— begin —

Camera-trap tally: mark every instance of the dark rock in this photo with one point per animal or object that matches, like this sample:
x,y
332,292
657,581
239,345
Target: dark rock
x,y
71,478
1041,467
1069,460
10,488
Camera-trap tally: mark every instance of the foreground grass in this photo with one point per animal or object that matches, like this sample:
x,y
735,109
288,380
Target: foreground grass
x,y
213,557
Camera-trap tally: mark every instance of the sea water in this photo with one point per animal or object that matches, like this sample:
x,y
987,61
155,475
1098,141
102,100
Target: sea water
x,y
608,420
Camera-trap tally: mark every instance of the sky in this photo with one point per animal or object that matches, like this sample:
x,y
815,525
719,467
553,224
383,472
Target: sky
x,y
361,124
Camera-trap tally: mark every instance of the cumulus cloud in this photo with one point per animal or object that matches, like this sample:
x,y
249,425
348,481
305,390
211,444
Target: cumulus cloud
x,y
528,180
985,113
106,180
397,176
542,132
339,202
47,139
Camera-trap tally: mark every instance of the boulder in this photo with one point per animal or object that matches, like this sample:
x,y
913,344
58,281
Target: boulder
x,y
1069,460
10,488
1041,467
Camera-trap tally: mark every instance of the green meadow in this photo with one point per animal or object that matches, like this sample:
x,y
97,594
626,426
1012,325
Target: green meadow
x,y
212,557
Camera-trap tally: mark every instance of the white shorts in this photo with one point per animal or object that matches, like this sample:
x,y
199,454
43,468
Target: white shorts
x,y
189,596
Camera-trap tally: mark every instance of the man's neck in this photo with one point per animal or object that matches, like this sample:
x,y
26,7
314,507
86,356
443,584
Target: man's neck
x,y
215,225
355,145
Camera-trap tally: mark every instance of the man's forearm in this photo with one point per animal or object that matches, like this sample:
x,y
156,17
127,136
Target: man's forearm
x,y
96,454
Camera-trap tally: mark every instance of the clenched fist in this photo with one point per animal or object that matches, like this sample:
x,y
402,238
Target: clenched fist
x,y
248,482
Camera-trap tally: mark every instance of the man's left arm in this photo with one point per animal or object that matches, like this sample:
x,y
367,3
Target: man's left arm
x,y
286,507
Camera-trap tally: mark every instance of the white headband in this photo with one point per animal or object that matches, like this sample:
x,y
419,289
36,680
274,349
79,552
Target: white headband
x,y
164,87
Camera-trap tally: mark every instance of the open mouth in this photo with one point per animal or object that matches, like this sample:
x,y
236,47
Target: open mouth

— end —

§ **EXERCISE**
Reproduce everything from the line containing "Camera-trap tally: mark every instance of the man's left" down to the end of the material, changing "white headband" to "white sweatband" and leaving the rest unchanged.

§ **WRITTEN SOLUTION**
Camera-trap tally: mark every instance of the man's left arm in this photo with one point per animal or object that matches, like this sample:
x,y
367,3
Target: man's left arm
x,y
286,507
Camera-trap tally: mark every instance of the white sweatband in this photo with one point per animal or object that matches, like this sample:
x,y
419,289
36,680
274,349
79,552
Target: white sweatband
x,y
164,87
Camera-trap tally: mark every instance of the open mouth in this photo with one point per animal or object that matches, like this sample:
x,y
236,47
Target: open mouth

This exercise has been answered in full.